What is asked: Pick out every line in the rows below that contains the string "painted", and copy each one. Case counts.

____________

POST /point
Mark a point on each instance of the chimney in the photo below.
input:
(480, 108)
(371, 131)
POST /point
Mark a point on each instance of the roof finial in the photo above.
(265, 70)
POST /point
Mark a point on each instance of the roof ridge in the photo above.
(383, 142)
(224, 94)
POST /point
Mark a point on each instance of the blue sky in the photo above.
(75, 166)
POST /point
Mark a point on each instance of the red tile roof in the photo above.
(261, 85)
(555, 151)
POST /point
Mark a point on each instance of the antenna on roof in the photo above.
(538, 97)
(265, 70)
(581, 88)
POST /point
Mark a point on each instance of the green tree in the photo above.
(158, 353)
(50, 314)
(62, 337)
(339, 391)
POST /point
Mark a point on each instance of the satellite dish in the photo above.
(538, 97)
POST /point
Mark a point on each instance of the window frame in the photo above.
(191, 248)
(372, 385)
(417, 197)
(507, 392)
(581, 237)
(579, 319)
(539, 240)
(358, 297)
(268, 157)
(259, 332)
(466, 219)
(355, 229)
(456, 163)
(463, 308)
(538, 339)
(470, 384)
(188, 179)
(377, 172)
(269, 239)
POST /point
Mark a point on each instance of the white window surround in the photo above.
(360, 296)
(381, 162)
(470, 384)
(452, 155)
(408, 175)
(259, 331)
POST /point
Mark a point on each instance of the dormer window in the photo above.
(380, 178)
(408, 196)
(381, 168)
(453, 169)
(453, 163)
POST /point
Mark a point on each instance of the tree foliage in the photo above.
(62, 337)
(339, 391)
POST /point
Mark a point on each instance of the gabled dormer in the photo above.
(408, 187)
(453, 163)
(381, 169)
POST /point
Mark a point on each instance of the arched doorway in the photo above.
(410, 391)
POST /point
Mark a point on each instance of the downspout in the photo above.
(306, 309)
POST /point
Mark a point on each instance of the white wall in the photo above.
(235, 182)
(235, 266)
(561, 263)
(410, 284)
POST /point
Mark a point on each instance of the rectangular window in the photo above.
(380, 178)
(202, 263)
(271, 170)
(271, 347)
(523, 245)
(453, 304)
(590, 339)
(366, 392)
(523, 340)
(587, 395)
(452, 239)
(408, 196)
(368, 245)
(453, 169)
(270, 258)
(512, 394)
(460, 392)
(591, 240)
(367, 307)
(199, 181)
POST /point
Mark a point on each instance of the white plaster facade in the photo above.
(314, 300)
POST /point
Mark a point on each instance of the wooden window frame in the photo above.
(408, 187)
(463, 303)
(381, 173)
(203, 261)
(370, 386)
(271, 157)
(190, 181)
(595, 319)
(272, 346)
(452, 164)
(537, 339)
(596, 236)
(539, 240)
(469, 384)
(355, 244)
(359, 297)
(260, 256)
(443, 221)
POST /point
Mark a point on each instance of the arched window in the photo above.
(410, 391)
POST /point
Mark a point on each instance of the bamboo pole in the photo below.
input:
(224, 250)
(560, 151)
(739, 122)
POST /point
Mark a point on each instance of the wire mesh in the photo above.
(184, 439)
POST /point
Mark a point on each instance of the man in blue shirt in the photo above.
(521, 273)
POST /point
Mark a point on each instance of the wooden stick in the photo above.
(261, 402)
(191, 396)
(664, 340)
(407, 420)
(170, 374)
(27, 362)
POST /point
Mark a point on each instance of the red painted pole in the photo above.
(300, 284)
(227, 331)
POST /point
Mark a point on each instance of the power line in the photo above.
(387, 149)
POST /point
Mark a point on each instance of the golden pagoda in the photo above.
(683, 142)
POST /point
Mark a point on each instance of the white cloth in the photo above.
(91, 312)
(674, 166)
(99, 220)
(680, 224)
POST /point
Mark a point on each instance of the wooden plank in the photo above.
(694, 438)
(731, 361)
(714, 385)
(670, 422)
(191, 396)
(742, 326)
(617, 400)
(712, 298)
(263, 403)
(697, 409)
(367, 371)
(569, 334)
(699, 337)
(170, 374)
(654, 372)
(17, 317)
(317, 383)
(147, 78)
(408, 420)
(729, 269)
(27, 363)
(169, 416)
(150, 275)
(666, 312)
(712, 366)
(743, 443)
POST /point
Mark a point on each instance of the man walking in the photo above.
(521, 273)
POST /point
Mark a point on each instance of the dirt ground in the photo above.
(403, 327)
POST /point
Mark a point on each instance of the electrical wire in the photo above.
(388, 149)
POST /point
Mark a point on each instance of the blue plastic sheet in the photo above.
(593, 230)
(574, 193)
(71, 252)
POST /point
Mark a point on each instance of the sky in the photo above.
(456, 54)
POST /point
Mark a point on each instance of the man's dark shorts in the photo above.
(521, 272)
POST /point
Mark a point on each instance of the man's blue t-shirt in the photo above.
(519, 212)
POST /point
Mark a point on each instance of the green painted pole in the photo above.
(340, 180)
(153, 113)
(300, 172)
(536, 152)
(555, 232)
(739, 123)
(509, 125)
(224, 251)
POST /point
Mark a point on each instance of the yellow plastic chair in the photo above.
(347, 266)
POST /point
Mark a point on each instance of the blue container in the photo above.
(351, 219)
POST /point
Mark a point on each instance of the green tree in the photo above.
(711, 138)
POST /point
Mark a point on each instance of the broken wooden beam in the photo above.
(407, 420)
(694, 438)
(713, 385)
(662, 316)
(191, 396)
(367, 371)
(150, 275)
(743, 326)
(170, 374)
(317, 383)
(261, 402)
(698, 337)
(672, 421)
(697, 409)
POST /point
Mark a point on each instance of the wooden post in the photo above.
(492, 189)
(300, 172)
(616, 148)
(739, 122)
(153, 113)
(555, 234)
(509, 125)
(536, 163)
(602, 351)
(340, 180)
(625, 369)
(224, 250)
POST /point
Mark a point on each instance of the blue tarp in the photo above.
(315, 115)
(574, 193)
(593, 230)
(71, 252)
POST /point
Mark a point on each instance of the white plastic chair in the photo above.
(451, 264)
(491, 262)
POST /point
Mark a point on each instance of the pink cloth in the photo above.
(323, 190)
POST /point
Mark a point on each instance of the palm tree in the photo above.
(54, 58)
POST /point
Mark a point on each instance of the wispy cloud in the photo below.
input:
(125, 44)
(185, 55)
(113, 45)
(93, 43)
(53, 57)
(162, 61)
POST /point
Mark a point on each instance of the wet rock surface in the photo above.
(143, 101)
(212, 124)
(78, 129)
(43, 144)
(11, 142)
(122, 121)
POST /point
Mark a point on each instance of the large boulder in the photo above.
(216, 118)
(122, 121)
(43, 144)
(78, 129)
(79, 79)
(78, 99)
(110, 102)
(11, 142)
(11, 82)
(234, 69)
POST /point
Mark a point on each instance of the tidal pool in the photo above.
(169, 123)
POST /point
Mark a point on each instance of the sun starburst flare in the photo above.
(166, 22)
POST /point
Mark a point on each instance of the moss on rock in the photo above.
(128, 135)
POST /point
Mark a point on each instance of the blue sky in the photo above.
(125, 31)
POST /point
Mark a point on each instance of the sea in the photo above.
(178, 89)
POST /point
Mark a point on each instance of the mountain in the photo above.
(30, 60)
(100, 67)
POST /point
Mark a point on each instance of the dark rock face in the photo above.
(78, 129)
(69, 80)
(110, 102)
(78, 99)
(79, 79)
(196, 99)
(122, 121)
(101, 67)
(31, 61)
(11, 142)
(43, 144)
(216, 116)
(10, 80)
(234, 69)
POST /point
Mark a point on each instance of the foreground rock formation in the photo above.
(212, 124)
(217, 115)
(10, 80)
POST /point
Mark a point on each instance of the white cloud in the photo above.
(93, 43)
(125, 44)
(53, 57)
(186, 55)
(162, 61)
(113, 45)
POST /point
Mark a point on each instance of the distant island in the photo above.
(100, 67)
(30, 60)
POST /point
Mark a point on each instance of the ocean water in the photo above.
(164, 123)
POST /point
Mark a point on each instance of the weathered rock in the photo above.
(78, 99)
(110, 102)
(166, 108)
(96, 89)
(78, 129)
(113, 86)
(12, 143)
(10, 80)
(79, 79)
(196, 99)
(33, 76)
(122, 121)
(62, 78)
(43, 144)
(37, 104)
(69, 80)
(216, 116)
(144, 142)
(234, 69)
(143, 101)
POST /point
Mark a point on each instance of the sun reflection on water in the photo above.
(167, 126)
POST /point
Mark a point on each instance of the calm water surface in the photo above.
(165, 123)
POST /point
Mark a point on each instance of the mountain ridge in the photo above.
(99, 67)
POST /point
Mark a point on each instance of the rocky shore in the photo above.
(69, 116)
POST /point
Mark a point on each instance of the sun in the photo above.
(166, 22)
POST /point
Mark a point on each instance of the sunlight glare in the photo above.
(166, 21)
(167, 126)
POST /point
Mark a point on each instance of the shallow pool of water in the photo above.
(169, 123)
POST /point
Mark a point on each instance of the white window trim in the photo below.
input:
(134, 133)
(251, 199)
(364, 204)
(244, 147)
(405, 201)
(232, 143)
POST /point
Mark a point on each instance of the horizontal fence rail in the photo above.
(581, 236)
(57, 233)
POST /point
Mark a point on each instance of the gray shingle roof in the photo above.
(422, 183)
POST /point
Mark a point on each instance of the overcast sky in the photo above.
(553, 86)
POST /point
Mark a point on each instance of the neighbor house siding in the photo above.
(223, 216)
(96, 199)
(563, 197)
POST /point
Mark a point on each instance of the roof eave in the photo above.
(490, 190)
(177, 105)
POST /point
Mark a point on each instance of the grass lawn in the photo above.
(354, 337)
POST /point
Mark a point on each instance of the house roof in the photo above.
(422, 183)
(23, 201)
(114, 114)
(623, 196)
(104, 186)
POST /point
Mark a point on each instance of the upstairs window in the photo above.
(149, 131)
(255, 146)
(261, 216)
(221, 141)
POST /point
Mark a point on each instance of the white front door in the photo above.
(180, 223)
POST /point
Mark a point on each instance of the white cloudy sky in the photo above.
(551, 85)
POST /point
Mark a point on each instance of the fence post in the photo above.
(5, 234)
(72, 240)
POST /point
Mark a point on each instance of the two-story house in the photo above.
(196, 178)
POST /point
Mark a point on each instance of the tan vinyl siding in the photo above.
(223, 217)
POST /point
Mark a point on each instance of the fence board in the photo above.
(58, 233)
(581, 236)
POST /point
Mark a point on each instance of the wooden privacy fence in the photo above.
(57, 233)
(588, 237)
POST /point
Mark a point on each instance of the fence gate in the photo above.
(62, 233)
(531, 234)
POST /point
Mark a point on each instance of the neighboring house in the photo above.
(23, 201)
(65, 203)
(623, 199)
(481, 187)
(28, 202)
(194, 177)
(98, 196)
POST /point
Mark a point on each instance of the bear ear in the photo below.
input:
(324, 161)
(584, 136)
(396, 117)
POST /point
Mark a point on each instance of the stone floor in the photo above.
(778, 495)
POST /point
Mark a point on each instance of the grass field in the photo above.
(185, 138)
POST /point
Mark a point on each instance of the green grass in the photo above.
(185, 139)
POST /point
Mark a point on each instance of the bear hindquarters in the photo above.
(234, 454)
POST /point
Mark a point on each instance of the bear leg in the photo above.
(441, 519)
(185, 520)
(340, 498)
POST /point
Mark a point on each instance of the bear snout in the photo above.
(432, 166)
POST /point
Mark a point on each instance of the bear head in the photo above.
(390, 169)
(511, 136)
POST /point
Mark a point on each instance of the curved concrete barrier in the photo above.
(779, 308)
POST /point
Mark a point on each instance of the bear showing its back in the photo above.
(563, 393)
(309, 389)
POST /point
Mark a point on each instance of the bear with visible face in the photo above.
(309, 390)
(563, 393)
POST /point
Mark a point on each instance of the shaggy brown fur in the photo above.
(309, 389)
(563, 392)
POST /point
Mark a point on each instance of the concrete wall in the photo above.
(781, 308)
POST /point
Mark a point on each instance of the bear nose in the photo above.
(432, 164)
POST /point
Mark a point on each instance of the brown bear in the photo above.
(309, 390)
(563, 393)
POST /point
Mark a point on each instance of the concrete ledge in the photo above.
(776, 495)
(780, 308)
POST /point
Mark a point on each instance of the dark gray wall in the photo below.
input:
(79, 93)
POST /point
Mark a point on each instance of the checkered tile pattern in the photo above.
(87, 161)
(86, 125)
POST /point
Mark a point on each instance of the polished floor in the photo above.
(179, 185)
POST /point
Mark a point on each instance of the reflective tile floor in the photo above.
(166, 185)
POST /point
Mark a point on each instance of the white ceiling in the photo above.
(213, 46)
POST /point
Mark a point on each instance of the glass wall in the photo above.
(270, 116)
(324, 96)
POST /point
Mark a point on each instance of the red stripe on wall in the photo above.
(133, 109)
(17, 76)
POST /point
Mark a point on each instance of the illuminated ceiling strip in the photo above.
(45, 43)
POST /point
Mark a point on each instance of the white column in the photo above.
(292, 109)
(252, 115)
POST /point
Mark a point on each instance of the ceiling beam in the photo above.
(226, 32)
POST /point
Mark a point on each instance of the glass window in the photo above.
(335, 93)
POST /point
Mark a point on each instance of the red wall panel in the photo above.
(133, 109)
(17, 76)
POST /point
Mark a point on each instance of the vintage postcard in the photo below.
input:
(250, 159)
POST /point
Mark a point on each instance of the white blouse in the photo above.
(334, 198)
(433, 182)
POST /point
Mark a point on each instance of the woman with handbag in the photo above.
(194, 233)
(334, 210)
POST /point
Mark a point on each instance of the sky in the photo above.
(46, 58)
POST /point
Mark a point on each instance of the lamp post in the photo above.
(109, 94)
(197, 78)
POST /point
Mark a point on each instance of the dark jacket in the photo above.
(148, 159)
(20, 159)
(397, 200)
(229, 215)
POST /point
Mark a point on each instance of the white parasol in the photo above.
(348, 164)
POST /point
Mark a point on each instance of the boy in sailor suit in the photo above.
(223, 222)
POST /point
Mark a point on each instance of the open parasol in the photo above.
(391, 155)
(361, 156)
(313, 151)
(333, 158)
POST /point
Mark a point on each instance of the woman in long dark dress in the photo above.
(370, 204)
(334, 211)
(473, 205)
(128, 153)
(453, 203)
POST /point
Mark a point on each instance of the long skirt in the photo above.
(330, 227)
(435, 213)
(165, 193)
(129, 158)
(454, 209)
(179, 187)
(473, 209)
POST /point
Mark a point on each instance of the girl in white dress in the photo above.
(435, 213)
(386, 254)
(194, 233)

____________

Right answer:
Mark a point on each instance of the red painted pole in the photo above.
Mark a point on each instance of the green painted pole in the photo above.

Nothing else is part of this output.